─── TASK MATERIAL

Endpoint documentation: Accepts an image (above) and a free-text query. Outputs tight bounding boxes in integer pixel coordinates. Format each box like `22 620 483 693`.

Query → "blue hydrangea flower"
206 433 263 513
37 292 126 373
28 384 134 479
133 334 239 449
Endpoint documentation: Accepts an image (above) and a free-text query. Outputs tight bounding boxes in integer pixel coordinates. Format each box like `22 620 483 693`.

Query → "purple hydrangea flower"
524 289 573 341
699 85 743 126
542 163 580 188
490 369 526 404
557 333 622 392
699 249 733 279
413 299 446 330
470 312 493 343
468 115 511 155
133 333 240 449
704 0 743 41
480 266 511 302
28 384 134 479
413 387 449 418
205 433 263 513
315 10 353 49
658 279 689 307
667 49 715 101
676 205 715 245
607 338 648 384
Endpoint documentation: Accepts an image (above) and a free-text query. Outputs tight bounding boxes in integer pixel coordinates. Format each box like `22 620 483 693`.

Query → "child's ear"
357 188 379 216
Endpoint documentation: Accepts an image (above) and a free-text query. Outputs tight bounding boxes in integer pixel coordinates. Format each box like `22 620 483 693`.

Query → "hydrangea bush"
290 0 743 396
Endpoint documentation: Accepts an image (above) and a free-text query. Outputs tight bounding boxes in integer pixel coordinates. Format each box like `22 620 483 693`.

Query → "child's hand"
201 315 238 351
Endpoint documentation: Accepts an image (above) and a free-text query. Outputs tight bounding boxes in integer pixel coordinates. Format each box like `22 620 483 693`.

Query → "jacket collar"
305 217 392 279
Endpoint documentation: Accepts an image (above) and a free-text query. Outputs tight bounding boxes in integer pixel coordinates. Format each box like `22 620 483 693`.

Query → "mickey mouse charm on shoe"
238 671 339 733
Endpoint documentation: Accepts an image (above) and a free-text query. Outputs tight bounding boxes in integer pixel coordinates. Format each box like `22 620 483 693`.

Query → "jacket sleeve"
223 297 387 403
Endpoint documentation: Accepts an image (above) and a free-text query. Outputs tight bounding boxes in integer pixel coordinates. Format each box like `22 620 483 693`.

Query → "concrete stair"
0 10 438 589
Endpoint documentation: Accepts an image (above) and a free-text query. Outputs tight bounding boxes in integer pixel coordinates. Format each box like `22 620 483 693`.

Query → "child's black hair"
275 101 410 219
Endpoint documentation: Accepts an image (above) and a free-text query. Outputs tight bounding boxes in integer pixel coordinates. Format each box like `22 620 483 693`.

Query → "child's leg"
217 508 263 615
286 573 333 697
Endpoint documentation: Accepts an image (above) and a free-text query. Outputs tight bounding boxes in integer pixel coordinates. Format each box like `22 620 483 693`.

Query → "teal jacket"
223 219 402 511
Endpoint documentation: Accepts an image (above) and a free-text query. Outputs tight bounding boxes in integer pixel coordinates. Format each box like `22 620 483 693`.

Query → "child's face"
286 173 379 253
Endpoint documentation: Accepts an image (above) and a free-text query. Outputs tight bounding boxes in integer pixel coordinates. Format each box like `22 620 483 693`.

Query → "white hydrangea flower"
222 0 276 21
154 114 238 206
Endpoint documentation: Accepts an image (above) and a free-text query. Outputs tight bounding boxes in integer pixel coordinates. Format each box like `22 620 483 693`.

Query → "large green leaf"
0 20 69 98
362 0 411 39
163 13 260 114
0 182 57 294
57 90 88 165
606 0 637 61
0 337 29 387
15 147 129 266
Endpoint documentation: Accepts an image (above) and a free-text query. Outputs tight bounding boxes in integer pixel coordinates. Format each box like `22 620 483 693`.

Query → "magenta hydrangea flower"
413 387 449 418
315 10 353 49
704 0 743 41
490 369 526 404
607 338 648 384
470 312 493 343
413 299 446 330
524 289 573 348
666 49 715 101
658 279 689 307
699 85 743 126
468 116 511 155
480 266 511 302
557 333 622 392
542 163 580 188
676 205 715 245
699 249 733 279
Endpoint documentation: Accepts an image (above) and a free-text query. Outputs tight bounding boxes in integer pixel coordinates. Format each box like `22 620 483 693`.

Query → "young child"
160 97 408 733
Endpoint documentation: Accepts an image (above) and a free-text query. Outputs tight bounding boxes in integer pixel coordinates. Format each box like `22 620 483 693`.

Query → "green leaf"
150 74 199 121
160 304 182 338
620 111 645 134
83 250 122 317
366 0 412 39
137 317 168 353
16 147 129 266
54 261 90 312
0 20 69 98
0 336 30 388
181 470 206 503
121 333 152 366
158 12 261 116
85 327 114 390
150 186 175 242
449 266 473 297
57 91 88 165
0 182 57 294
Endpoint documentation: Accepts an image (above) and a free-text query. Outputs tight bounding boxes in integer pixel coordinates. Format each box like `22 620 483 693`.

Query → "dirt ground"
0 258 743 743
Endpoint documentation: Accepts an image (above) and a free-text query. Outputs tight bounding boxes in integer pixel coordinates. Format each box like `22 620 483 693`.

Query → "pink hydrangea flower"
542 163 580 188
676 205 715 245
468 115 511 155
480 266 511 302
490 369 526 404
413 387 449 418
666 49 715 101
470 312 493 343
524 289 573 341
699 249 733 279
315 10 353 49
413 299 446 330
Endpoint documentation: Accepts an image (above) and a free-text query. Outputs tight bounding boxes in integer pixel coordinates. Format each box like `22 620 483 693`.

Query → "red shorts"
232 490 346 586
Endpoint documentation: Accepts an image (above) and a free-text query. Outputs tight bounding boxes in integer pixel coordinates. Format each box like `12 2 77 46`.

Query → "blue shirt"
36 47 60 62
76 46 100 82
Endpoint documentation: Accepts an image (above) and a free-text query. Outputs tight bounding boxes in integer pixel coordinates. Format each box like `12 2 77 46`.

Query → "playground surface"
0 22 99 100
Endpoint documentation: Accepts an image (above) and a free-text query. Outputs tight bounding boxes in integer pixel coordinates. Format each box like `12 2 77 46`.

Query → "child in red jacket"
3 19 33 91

──────

### STATED PROBLEM
Gather every line in the records above that contains the word "child", and copy each of those lines in full.

### WRITTEN ANSWER
Query → "child's ear"
Query → "child's hand"
Query → "child's black hair"
Query → "child's leg"
Query → "child's face"
Query → "young child"
Query → "child in red jacket"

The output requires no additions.